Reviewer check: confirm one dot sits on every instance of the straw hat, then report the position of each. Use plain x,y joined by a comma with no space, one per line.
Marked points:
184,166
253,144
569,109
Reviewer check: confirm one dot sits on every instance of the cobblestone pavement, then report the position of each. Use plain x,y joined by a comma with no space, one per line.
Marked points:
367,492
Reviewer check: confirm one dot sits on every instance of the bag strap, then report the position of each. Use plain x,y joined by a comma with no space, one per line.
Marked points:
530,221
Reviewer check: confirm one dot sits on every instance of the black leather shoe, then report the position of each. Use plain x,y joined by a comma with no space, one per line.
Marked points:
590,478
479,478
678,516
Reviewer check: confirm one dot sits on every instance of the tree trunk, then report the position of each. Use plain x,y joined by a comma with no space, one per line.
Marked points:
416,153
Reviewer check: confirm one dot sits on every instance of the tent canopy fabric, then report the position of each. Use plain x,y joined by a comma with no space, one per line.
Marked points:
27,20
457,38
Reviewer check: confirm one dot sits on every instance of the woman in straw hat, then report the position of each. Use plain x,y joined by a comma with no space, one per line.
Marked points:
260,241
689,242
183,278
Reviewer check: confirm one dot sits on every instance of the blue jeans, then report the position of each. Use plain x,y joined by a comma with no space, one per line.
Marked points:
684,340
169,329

━━━━━━━━━━━━━━━━

** Exercise objective **
Reproduce every entry shown above, precisely as it stands.

** Result **
Reviewer check: confirm one dot sits on every instance of the straw hat, then report the position of each. Use plain x,y joined by a comma with no space, one per line.
Marked points:
184,166
253,144
569,109
Reviewer check: confirm one dot sits on every instance of the cobblestone pavement, then report the position of each. Use plain x,y joined by a comma with no space, one per line.
Marked points:
367,492
Reviewer check: confirm one dot sits on every instance of the bag strap, then report the position of each. Use plain x,y joined by a comma with no space, one per line.
Marked points:
530,221
Reviewer check: confirm one dot sits on every instance of the black leather shoe, then report the position of each. Use plain x,y joined by a comma with no space, one per line.
Marked points:
590,478
479,478
678,516
Reviewer check: confirm one dot sits on every instance of the tree trunk, then report the position of each. Use plain x,y joined by a comma with no space, one per line.
Marked points:
416,153
Reviewer check: confirm one dot sits on every instance of the tent canopy fabric, then report the position of each. Use plain x,y joined by a comma with no space, one per line.
Marked points:
27,20
457,38
Reviewer check: confirm one dot sits on every instance of the woman in straw hat, then report the position of each. Use plain x,y joined by a comma with no space, one per line.
Marked points:
260,241
689,242
183,278
Reviewer check: confirm one dot sits on every instance of the blue jeans, then report the position of each. Use plain x,y joined by a comma with no space, one per line.
Marked points:
684,340
169,329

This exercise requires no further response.